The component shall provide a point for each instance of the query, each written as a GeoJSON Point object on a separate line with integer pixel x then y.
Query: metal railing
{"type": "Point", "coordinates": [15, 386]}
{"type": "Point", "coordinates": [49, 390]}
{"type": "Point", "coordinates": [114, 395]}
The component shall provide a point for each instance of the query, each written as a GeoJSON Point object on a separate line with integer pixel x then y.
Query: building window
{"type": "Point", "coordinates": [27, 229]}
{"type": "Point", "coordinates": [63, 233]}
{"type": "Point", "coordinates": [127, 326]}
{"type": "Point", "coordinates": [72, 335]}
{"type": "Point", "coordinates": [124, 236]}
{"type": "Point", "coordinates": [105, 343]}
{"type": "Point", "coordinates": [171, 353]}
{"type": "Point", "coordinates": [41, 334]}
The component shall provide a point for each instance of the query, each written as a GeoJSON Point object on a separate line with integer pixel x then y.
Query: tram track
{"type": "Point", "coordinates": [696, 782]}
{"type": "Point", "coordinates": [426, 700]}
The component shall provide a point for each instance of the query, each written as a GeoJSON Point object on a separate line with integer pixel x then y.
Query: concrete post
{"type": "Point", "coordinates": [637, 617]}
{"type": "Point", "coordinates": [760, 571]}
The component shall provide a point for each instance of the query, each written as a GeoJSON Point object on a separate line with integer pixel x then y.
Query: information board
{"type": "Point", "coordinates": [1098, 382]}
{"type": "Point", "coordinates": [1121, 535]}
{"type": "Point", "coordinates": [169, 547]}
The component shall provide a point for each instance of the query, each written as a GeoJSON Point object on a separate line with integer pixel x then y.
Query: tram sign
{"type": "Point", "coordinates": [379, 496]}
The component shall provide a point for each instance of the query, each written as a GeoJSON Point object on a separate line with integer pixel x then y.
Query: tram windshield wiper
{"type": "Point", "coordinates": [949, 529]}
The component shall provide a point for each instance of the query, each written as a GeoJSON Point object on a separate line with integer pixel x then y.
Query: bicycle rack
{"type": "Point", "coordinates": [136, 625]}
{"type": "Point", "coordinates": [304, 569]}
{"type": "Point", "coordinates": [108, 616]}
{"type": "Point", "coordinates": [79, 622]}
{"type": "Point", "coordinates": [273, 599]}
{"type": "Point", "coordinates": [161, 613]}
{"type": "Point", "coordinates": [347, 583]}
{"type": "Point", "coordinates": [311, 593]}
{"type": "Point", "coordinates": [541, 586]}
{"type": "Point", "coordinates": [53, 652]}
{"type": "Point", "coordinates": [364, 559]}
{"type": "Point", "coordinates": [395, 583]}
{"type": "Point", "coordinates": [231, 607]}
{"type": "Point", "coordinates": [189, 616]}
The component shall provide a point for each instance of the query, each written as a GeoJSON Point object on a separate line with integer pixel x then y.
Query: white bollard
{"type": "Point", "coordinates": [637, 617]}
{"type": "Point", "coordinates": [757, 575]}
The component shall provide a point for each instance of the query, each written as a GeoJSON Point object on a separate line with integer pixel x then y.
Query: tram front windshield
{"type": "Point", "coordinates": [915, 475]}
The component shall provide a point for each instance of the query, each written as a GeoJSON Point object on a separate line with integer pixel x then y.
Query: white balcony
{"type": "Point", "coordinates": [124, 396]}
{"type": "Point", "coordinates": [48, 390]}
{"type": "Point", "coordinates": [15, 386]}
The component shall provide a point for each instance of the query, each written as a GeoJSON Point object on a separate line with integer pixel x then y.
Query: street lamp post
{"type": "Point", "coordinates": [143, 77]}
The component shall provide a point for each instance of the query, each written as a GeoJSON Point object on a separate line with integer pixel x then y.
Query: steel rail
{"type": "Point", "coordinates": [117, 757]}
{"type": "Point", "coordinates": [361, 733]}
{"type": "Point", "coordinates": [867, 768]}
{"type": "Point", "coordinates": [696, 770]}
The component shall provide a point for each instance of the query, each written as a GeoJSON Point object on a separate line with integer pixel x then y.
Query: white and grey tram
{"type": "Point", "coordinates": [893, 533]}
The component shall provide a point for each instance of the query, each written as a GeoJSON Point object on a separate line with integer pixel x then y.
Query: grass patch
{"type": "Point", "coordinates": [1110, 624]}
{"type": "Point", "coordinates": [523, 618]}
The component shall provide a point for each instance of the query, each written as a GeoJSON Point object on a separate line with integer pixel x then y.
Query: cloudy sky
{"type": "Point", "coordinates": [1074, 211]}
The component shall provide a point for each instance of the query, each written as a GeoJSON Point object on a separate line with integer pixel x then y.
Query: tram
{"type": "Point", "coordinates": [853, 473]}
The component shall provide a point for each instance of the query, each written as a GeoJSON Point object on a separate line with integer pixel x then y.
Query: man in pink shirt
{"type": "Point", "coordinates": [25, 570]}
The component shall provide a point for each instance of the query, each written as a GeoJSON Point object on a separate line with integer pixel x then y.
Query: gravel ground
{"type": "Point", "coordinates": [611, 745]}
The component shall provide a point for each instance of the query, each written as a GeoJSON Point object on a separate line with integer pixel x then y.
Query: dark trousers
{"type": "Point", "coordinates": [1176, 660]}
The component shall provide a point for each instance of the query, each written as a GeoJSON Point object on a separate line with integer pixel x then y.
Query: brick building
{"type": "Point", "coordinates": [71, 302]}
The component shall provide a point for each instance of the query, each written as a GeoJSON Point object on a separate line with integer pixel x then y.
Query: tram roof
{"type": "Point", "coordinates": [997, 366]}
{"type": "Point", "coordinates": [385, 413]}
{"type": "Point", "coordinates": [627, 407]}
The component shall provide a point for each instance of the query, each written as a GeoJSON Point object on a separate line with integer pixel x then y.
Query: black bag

§ Assigned task: Quote all the records exactly, please, leaving none out.

§ Solution for this problem:
The component shall provide a point for each instance of the query, each written as a GeoJSON Point object on a separate line with integer pixel x then y.
Query: metal railing
{"type": "Point", "coordinates": [15, 386]}
{"type": "Point", "coordinates": [49, 390]}
{"type": "Point", "coordinates": [114, 395]}
The component shall provide a point for each instance of the query, each written as a GeoJSON Point object on a separate line with integer pixel x then y.
Query: building window
{"type": "Point", "coordinates": [27, 229]}
{"type": "Point", "coordinates": [63, 233]}
{"type": "Point", "coordinates": [127, 326]}
{"type": "Point", "coordinates": [72, 335]}
{"type": "Point", "coordinates": [124, 236]}
{"type": "Point", "coordinates": [105, 343]}
{"type": "Point", "coordinates": [171, 353]}
{"type": "Point", "coordinates": [41, 334]}
The component shall provide a point for each instance of the query, each written as a GeoJSON Point object on a separate line with integer pixel x then y.
Query: tram track
{"type": "Point", "coordinates": [696, 782]}
{"type": "Point", "coordinates": [426, 700]}
The component shall provide a point for each instance of the query, each written as a GeoJSON Point object on a separate line with integer pixel x then y.
Query: concrete post
{"type": "Point", "coordinates": [637, 617]}
{"type": "Point", "coordinates": [760, 571]}
The component shall provide a point for each instance of the query, each written as a GeoJSON Point object on a separate line with integer pixel x then y.
Query: information board
{"type": "Point", "coordinates": [1098, 382]}
{"type": "Point", "coordinates": [1121, 535]}
{"type": "Point", "coordinates": [169, 547]}
The component shall provide a point for each instance of the query, each written as a GeoJSON Point object on a separate line with integer pixel x then y.
Query: tram sign
{"type": "Point", "coordinates": [379, 496]}
The component shall provide a point for each instance of the query, each written as a GeoJSON Point object on a separate line with integer pixel x then y.
Query: tram windshield wiper
{"type": "Point", "coordinates": [949, 529]}
The component shall provide a point for each instance of the query, each written as a GeoJSON Point object on a separate line with integer pixel x then y.
Query: bicycle rack
{"type": "Point", "coordinates": [136, 625]}
{"type": "Point", "coordinates": [304, 569]}
{"type": "Point", "coordinates": [108, 616]}
{"type": "Point", "coordinates": [79, 622]}
{"type": "Point", "coordinates": [273, 599]}
{"type": "Point", "coordinates": [161, 613]}
{"type": "Point", "coordinates": [347, 583]}
{"type": "Point", "coordinates": [311, 593]}
{"type": "Point", "coordinates": [541, 586]}
{"type": "Point", "coordinates": [53, 652]}
{"type": "Point", "coordinates": [364, 559]}
{"type": "Point", "coordinates": [395, 583]}
{"type": "Point", "coordinates": [231, 607]}
{"type": "Point", "coordinates": [189, 616]}
The component shall provide a point for each instance of the query, each written as a GeoJSON Point object on a separate line with integer pixel x then y.
Query: white bollard
{"type": "Point", "coordinates": [637, 617]}
{"type": "Point", "coordinates": [757, 575]}
The component shall provide a point for each instance of the query, each written as a GeoJSON Point object on a separate line with integer pixel x then y.
Query: tram front windshield
{"type": "Point", "coordinates": [915, 475]}
The component shall provide a point for each instance of the query, each written as a GeoJSON Point object on a separate line with integer pixel x then y.
Query: white balcony
{"type": "Point", "coordinates": [124, 396]}
{"type": "Point", "coordinates": [48, 390]}
{"type": "Point", "coordinates": [15, 386]}
The component shall provide a point for each instance of the query, each written as a GeoJSON Point object on a separate line with integer pixel x then y.
Query: street lamp post
{"type": "Point", "coordinates": [143, 77]}
The component shall provide a point for each instance of the query, each written as a GeoJSON Point object on a separate line with integer pixel x then y.
Query: steel rail
{"type": "Point", "coordinates": [117, 757]}
{"type": "Point", "coordinates": [361, 733]}
{"type": "Point", "coordinates": [867, 768]}
{"type": "Point", "coordinates": [696, 770]}
The component shall provide a point for each instance of the query, each written as a GeoJSON Point object on a separate line with integer pixel x then y.
Query: white and grey tram
{"type": "Point", "coordinates": [893, 533]}
The component shall provide a point for each instance of the query, each written as a GeoJSON Point object on a separate line with integer pixel x then y.
Query: grass patch
{"type": "Point", "coordinates": [1110, 624]}
{"type": "Point", "coordinates": [523, 618]}
The component shall provide a point for each instance of the query, each written as a GeoJSON Point object on a separate line with integer pixel x then y.
Query: cloudy sky
{"type": "Point", "coordinates": [1074, 211]}
The component shall provide a point for each instance of the query, each written as a GeoJSON Point object on a separate line with integer pixel x then y.
Query: tram
{"type": "Point", "coordinates": [853, 473]}
The component shall provide a point for each instance of the query, each written as a GeoJSON Point object on a separate line with integer pixel x then y.
Query: man in pink shirt
{"type": "Point", "coordinates": [25, 570]}
The component shall provide a point for each instance of the query, each written as a GeoJSON Point object on a separate line with integer pixel x then y.
Query: gravel ground
{"type": "Point", "coordinates": [611, 745]}
The component shall provide a point for each instance of the query, each written as a GeoJSON Point object on a separate line with integer pixel x then y.
Query: dark trousers
{"type": "Point", "coordinates": [1176, 660]}
The component shall provide a point for each instance of the query, each written as a GeoJSON Point object on a separate line with integer pixel x then y.
Query: brick building
{"type": "Point", "coordinates": [71, 302]}
The component shall provide a point for each instance of the query, each written as a GeoJSON Point object on a separate line with integer pixel x then y.
Query: tram roof
{"type": "Point", "coordinates": [997, 366]}
{"type": "Point", "coordinates": [385, 413]}
{"type": "Point", "coordinates": [627, 407]}
The component shall provide a point for each instance of the query, each written as a GeoJSON Point object on a separate line with integer pixel x then y.
Query: black bag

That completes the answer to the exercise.